DATASET ROWS:
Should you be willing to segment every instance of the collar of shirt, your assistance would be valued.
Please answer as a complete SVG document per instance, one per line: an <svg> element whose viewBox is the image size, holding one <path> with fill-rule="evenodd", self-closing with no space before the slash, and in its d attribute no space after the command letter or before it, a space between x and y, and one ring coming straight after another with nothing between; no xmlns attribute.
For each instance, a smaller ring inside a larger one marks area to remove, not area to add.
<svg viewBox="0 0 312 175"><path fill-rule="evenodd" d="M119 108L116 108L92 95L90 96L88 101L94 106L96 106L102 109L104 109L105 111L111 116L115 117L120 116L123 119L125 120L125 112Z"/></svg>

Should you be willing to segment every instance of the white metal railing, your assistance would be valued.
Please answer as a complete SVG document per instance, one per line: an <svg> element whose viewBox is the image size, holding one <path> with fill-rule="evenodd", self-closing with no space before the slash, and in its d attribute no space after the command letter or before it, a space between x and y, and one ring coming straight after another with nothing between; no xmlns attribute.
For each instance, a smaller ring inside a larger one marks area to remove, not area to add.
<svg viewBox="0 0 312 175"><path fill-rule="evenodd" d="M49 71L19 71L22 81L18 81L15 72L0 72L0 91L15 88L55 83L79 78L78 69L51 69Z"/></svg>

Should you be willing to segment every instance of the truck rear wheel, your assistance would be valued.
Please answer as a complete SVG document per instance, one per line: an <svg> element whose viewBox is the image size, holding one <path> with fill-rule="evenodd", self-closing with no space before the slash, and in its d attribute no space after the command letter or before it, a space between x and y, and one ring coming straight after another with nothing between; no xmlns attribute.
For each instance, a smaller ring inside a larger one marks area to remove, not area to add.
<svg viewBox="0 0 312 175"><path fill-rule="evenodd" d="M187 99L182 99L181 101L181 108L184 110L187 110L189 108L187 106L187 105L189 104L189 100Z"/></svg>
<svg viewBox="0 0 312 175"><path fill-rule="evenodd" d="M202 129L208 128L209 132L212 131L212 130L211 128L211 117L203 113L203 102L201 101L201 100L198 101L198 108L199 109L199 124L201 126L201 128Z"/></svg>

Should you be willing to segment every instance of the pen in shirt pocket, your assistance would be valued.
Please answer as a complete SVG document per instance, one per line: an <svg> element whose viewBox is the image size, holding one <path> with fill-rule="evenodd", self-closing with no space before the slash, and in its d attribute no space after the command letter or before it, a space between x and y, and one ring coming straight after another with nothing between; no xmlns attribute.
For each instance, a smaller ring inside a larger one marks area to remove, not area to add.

WHAT THE TASK ASKS:
Put every line of the items above into a JSON list of strings, one string per line, leaving out the blank lines.

SOLUTION FOR THIS PROBLEM:
[
  "Should you be willing to segment every instance of the collar of shirt, your assistance would be valued.",
  "Please answer as a complete SVG document per instance, one per line: an <svg> element whose viewBox is the image size, holding one <path> with fill-rule=\"evenodd\", self-closing with no space before the slash, and in its d attribute no space after the command letter or before it, a space between x and y, and one ring coming straight after another with nothing between; no xmlns attribute.",
  "For each instance, a smaller ring inside a larger one marks area to remove, not area to add.",
  "<svg viewBox=\"0 0 312 175\"><path fill-rule=\"evenodd\" d=\"M119 108L116 108L92 95L90 96L88 101L94 106L96 106L102 109L104 109L105 111L111 116L115 117L120 116L123 119L125 120L125 112Z\"/></svg>",
  "Should you be willing to segment every instance of the white metal railing, your assistance would be valued.",
  "Please answer as a complete SVG document per instance, one per line: an <svg> element whose viewBox is the image size, holding one <path> with fill-rule=\"evenodd\", self-closing with no space before the slash, and in its d attribute no space after the command letter or before it, a space between x and y, and one ring coming straight after another with nothing between; no xmlns attribute.",
  "For each instance, a smaller ring inside a larger one marks area to remove, not area to add.",
  "<svg viewBox=\"0 0 312 175\"><path fill-rule=\"evenodd\" d=\"M49 71L19 71L22 81L18 81L15 72L0 72L0 91L15 88L55 83L79 78L78 69L51 69Z\"/></svg>",
  "Should you be willing to segment every instance of the truck rear wheel, your assistance would be valued.",
  "Please answer as a complete SVG document per instance, one per line: an <svg> element whose viewBox is the image size, holding one <path> with fill-rule=\"evenodd\", self-closing with no space before the slash, and in its d attribute no space after the command letter or before it, a space between x and y, and one ring coming straight after another with nothing between; no xmlns attribute.",
  "For each instance, a smaller ring inside a larger one marks area to remove, not area to add.",
  "<svg viewBox=\"0 0 312 175\"><path fill-rule=\"evenodd\" d=\"M187 99L182 99L181 101L181 108L184 110L187 110L189 108L187 106L187 105L189 104L189 100Z\"/></svg>",
  "<svg viewBox=\"0 0 312 175\"><path fill-rule=\"evenodd\" d=\"M202 129L208 128L209 132L212 131L212 130L211 128L211 117L203 113L203 102L201 101L201 100L198 101L198 108L199 109L199 124L201 126L201 128Z\"/></svg>",
  "Should you be willing to segment every instance of the pen in shirt pocket, your assistance would be valued.",
  "Please answer as a complete SVG document per instance, one per line: an <svg> element whose viewBox is the image size, holding one <path> with fill-rule=\"evenodd\", self-closing with no space before the slash, and in its d attribute no space after the command letter or before it, a space between x and y, and one ring coming straight after another with nothing between; no xmlns attribute.",
  "For each instance, a smaller ring inside a larger one marks area to remove, not area to add."
]